Records for processing Start Marker
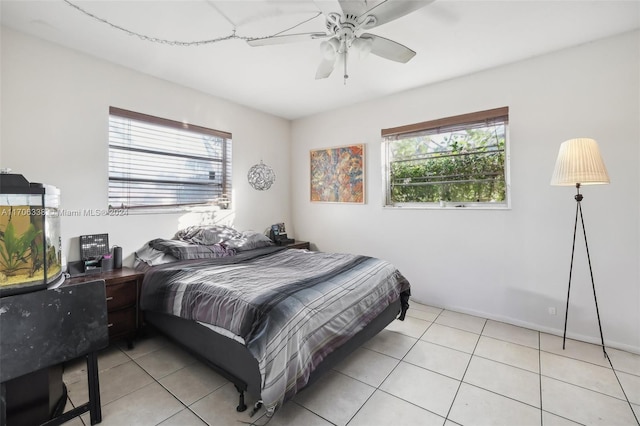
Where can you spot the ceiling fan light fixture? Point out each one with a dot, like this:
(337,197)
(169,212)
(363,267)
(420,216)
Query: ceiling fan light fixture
(363,46)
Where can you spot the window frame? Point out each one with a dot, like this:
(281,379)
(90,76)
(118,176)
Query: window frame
(469,119)
(224,200)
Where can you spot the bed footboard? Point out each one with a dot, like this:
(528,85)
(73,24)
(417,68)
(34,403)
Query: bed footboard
(233,360)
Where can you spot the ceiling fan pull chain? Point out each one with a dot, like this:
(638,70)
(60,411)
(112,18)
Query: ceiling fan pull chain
(345,65)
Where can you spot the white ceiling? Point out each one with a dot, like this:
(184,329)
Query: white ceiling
(451,38)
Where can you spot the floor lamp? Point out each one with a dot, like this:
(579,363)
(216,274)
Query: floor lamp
(579,163)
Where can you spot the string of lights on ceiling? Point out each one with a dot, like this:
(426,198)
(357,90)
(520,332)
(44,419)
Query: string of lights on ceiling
(232,36)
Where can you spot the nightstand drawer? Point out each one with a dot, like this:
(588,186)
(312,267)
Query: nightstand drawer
(121,295)
(122,322)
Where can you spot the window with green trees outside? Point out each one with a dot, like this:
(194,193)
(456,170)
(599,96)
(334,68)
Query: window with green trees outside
(459,161)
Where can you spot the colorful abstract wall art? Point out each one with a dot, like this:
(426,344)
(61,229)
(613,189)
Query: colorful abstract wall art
(337,174)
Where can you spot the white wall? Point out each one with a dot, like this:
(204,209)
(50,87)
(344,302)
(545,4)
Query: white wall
(507,265)
(55,106)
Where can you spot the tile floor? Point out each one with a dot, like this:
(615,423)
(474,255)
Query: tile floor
(436,368)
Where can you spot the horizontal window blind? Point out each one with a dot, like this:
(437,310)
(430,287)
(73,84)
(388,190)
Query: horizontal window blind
(155,162)
(460,160)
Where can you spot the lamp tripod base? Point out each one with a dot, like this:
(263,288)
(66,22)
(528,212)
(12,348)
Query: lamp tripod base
(578,197)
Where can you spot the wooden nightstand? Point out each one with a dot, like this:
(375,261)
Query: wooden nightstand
(299,245)
(122,287)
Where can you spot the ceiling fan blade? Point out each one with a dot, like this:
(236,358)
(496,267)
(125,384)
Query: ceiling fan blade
(389,49)
(353,7)
(325,68)
(390,10)
(289,38)
(328,6)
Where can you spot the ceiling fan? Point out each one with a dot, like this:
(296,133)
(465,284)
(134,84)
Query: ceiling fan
(346,32)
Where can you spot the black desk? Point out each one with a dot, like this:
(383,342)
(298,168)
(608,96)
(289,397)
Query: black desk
(48,327)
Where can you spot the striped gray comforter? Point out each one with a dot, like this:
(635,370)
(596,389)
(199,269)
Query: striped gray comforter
(291,307)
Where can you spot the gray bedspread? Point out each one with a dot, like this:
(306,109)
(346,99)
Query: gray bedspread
(291,307)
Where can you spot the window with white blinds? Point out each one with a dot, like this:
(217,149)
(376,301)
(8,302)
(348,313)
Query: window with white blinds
(459,161)
(160,163)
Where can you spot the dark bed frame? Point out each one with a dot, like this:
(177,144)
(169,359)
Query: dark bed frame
(234,361)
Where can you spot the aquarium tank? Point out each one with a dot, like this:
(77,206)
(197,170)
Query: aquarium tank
(30,241)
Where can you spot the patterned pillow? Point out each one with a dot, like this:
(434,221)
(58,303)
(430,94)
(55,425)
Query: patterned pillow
(185,251)
(207,234)
(248,241)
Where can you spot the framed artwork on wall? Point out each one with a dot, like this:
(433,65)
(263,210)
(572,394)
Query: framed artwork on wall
(337,174)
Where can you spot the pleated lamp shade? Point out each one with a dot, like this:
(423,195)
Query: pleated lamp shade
(579,161)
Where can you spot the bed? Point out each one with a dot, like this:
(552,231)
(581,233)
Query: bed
(269,319)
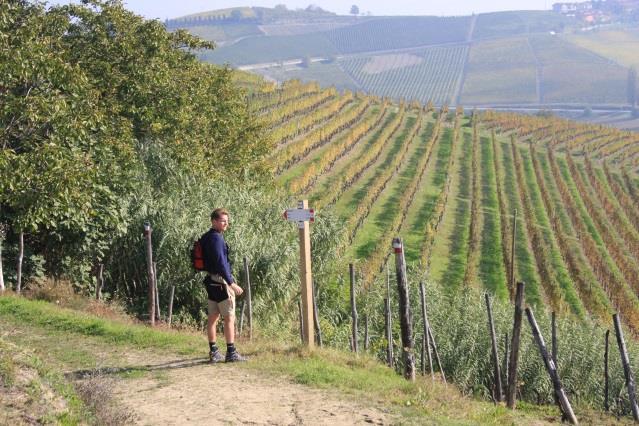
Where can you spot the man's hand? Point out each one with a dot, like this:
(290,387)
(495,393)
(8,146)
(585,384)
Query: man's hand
(236,289)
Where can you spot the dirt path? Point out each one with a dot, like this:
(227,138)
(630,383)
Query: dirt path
(192,392)
(159,388)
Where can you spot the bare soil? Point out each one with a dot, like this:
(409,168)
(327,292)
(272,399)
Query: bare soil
(192,391)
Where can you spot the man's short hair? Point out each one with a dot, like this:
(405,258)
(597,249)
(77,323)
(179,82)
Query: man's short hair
(218,213)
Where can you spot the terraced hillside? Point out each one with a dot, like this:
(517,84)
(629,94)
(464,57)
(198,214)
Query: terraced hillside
(453,185)
(507,58)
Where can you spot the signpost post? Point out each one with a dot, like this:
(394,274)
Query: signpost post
(303,215)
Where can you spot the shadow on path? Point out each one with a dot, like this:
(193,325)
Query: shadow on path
(171,365)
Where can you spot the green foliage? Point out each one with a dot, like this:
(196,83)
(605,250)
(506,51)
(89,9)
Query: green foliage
(93,99)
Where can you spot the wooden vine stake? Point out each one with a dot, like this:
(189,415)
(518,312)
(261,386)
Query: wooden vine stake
(560,395)
(150,275)
(497,392)
(19,266)
(606,375)
(630,381)
(248,297)
(389,335)
(318,329)
(351,271)
(425,339)
(513,362)
(408,354)
(100,282)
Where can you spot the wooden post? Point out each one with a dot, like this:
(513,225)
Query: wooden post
(390,317)
(240,327)
(560,395)
(423,356)
(553,327)
(389,337)
(171,305)
(426,327)
(1,273)
(100,282)
(351,271)
(504,366)
(19,266)
(496,373)
(299,309)
(514,347)
(511,278)
(155,289)
(149,270)
(606,376)
(404,310)
(630,381)
(366,338)
(439,361)
(318,329)
(248,297)
(306,277)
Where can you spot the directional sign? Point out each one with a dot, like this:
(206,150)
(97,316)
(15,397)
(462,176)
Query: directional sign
(300,216)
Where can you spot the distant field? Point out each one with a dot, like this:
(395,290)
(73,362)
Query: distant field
(500,71)
(574,74)
(431,74)
(619,46)
(399,32)
(301,28)
(272,49)
(222,33)
(507,24)
(329,74)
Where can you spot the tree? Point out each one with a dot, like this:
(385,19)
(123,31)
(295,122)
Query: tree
(631,88)
(100,111)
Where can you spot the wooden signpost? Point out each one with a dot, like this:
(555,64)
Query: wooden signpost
(303,215)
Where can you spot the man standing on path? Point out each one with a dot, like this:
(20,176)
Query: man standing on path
(220,287)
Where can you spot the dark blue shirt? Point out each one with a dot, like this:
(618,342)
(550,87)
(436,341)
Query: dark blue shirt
(216,255)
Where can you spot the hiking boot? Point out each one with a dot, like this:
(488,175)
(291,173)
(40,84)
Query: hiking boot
(215,357)
(235,357)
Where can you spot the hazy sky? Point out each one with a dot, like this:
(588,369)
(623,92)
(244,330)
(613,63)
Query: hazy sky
(170,8)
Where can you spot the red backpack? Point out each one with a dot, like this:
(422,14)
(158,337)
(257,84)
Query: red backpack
(197,256)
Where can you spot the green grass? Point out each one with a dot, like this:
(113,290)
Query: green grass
(271,49)
(351,198)
(525,268)
(561,276)
(573,74)
(457,238)
(500,70)
(491,265)
(414,227)
(329,74)
(386,207)
(329,183)
(618,45)
(431,75)
(361,376)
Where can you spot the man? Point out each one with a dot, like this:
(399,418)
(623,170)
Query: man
(220,287)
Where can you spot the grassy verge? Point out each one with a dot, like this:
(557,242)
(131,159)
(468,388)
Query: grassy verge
(360,376)
(525,269)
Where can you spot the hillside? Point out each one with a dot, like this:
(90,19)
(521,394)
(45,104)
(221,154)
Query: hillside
(448,183)
(505,58)
(118,142)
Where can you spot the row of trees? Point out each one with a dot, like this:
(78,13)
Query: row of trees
(108,121)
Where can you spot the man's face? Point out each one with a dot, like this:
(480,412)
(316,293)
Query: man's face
(221,224)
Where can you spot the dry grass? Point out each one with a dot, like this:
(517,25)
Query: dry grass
(97,393)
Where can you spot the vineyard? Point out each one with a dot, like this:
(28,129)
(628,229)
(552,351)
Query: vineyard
(453,186)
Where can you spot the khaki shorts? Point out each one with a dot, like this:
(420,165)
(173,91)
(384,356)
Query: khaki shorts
(226,307)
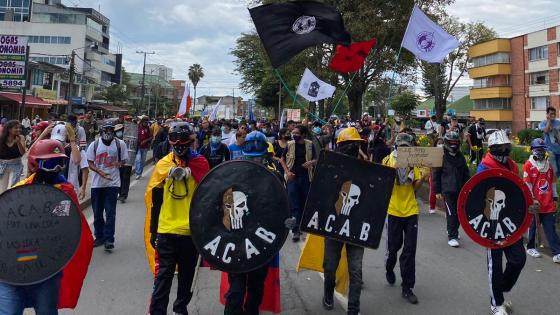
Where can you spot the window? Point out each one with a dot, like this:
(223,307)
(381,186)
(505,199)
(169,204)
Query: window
(540,102)
(538,78)
(492,103)
(538,53)
(491,59)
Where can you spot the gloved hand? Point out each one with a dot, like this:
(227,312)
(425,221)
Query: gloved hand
(70,133)
(534,208)
(290,223)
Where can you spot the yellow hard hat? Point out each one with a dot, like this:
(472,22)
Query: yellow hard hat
(348,134)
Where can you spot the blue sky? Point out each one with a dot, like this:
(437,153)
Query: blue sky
(183,32)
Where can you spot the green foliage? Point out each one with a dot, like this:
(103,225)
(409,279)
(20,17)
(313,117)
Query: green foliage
(527,135)
(404,103)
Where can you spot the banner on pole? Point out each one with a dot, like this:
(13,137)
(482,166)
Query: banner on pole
(12,61)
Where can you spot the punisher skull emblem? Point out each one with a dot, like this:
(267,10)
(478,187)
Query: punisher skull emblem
(348,198)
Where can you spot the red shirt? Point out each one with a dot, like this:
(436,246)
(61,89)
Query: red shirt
(541,186)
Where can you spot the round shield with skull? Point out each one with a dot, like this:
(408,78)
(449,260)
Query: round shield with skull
(237,216)
(492,208)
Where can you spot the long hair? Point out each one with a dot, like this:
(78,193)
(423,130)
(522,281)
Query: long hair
(6,130)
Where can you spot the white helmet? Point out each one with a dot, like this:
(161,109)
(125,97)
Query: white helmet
(59,133)
(498,137)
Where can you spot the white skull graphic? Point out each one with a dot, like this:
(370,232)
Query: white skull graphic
(497,204)
(239,209)
(350,198)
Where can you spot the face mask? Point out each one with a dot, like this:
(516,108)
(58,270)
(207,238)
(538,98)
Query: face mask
(215,140)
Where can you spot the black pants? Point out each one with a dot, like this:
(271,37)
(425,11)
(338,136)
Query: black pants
(402,232)
(251,283)
(125,171)
(504,280)
(451,215)
(173,250)
(354,255)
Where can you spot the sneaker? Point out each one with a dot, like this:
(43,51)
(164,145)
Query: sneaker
(533,253)
(453,243)
(508,305)
(109,246)
(408,295)
(328,303)
(498,310)
(296,236)
(390,276)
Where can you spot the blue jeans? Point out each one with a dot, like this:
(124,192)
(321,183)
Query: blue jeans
(298,188)
(140,161)
(43,297)
(104,201)
(548,221)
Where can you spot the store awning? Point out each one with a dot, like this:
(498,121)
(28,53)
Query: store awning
(108,107)
(30,101)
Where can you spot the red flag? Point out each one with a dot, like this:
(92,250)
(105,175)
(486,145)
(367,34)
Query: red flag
(351,59)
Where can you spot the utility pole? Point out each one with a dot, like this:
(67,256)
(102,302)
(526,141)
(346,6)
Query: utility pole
(143,78)
(72,69)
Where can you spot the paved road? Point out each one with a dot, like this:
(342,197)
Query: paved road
(449,281)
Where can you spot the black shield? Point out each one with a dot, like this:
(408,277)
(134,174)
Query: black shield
(348,199)
(492,208)
(237,216)
(40,230)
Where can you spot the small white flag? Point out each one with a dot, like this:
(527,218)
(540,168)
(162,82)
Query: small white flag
(215,110)
(427,40)
(313,89)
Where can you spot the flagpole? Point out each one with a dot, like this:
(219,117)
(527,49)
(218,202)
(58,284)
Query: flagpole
(279,76)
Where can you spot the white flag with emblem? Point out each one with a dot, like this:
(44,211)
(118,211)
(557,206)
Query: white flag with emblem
(427,40)
(313,89)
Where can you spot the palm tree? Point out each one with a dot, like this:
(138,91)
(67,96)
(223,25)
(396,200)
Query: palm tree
(196,73)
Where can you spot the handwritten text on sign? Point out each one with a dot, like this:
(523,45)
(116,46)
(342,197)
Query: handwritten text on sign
(419,156)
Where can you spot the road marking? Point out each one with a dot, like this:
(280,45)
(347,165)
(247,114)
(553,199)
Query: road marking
(89,218)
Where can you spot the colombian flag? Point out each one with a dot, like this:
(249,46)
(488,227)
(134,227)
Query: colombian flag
(271,297)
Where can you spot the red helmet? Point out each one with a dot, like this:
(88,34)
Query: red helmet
(44,150)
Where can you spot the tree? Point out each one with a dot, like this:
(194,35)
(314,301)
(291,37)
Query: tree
(440,79)
(196,73)
(404,103)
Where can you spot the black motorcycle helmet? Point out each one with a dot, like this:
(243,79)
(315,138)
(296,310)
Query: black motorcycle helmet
(181,137)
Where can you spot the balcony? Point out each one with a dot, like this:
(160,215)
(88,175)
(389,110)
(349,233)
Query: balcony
(490,70)
(491,92)
(493,114)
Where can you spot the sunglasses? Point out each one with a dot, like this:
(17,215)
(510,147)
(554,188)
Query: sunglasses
(52,165)
(179,138)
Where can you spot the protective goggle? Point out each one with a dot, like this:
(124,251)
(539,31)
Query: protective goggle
(52,165)
(179,137)
(255,147)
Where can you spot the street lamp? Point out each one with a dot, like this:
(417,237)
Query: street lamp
(72,70)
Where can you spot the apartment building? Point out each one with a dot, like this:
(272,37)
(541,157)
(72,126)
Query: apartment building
(516,79)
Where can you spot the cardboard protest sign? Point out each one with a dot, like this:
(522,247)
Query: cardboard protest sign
(419,156)
(492,208)
(237,216)
(40,230)
(348,199)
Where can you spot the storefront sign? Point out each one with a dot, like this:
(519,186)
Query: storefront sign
(12,61)
(492,208)
(40,230)
(348,199)
(237,216)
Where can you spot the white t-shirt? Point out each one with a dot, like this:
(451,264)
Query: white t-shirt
(106,159)
(226,137)
(74,170)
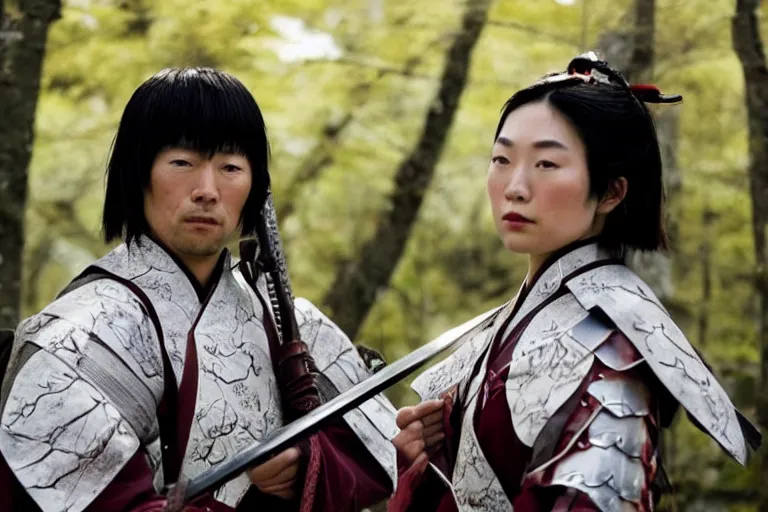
Records for processing End Marker
- **What needs to be done**:
Output only the lines running from the top of the data above to the line with "Where can you spot the white ceiling?", inclusive, word for word and without pictures.

- **Solution below**:
Where can you spot the ceiling fan light fixture? Point out each one with a dot, like this:
(337,197)
(169,212)
(363,267)
(420,216)
Query: ceiling fan light fixture
(363,46)
Where can you spot the window frame? Point out each one with a dot, like this:
(281,379)
(90,76)
(118,176)
Query: window frame
(469,119)
(224,200)
Where can you spot the bed footboard? Point out each one with a dot, like this:
(528,85)
(73,24)
(417,68)
(34,403)
Query: bed footboard
(233,360)
Where can you spot the ceiling fan pull chain? Point out each one with a dot, like this:
(638,70)
(60,411)
(112,18)
Query: ceiling fan pull chain
(345,65)
Where can you spot the white ceiling? Point out each one with a dot, like this:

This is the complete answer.